GIVEN PASSAGE:
━━━━━━━━

What it does is request the DNS TXT record of o-o.myaddr.l.google.com from the Google DNS server ns1.google.com and returns the WAN IPv4 address used in the DNS request, which is for instance explained in [Wayback/Archive] What is the mechanics behind “dig TXT o-o.myaddr.l.google.com @ns1.google.com” : linuxadmin.
Since these are TXT records, dig will automatically double quote them, which xargs can remove (see below how and why):
# dig -4 TXT +short o-o.myaddr.l.google.com @ns1.google.com | xargs 80.100.143.119
The DNS query will fail when requesting the Google Public DNS servers 8.8.8.8 or 8.8.4.4:
# dig -4 TXT +short o-o.myaddr.l.google.com @8.8.8.8 "2a00:1450:4013:c1a::103" "edns0-client-subnet 80.101.239.0/24"
Or, with quotes removed (the -L 1 ensures that xargs performs the quote-pair removal action on each line):
# dig -4 TXT +short o-o.myaddr.l.google.com @8.8.8.8 | xargs -L 1 2a00:1450:4013:c1a::103 edns0-client-subnet 80.101.239.0/24
This request is both slower than requesting the ns1.google.com server and wrong.
The reason is that only ns1.google.com understands the special o-o.myaddr.l.google.com hostname which instructs it to return the IP address of the requesting dig DNS client.
That 8.8.8.8 returns a different IP address and an additional edns0-client-subnet with less accurate information is explained in an answer to [Wayback/Archive] linux – Getting the WAN IP: difference between HTTP and DNS – Stack Overflow by [Wayback/Archive] argaz referring to this cool post: [Wayback/Archive] Which CDNs support edns-client-subnet? – CDN Planet.

━━━━━━━━

WHAT YOU ARE ASKED TO DO:
In the passage on finding the WAN address with dig, which server is the only one that understands the special o-o.myaddr.l.google.com hostname?

SUPPLIED INFORMATION:
━━━━━━━━

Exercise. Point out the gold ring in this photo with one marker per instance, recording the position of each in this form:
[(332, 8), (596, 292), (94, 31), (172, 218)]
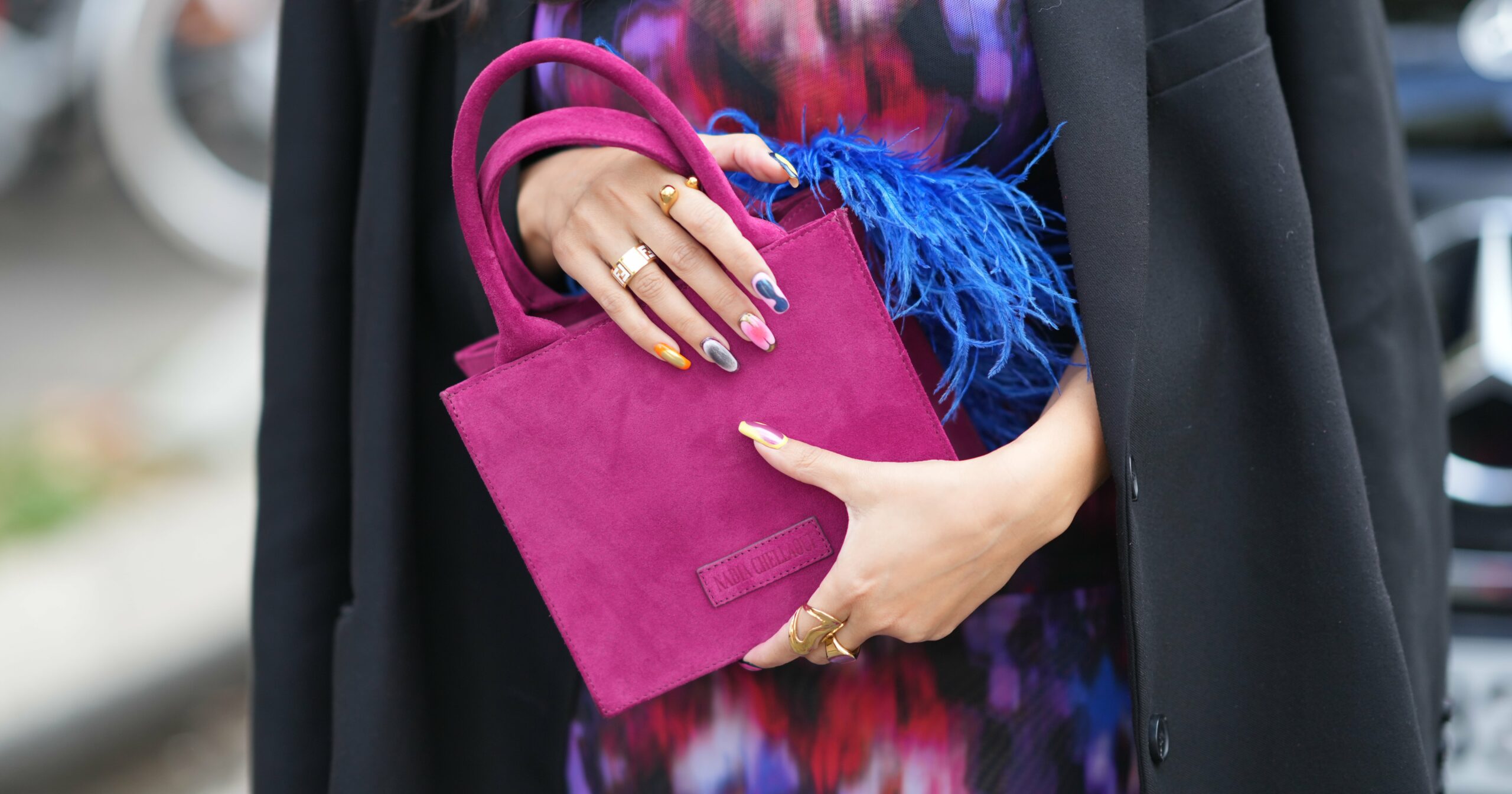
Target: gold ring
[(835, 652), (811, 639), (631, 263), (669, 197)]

━━━━━━━━

RESPONSE TO THE EXERCISE:
ns1.google.com